Region pointing data:
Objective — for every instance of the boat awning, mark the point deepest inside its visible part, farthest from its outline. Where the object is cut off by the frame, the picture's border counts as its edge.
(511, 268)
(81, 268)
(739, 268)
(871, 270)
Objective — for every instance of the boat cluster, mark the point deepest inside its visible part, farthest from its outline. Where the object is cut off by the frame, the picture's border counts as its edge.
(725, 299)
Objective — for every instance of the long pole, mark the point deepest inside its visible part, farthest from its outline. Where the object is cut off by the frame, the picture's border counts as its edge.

**WHAT YOU ARE ASKED TO DO**. The required result is an identical copy of the records above.

**YOUR SOLUTION**.
Objective — for every instance of the boat awning, mark the point deepest inside its visible part, farthest from its outline. Where the object is cut off by the frame, the picture's border counts as its edge.
(511, 268)
(81, 268)
(739, 268)
(871, 270)
Objective — for every instance of the boat cluster, mark the point deepest inside its visible part, farthest from its outline. Where the object is cut off by the frame, the picture's border counts as its edge.
(725, 299)
Objective — for every instance of the long pole, mark the point deepest inside its visible part, farthest from its outline. Where the object is cut off by the frame, the picture's border counts as its edge.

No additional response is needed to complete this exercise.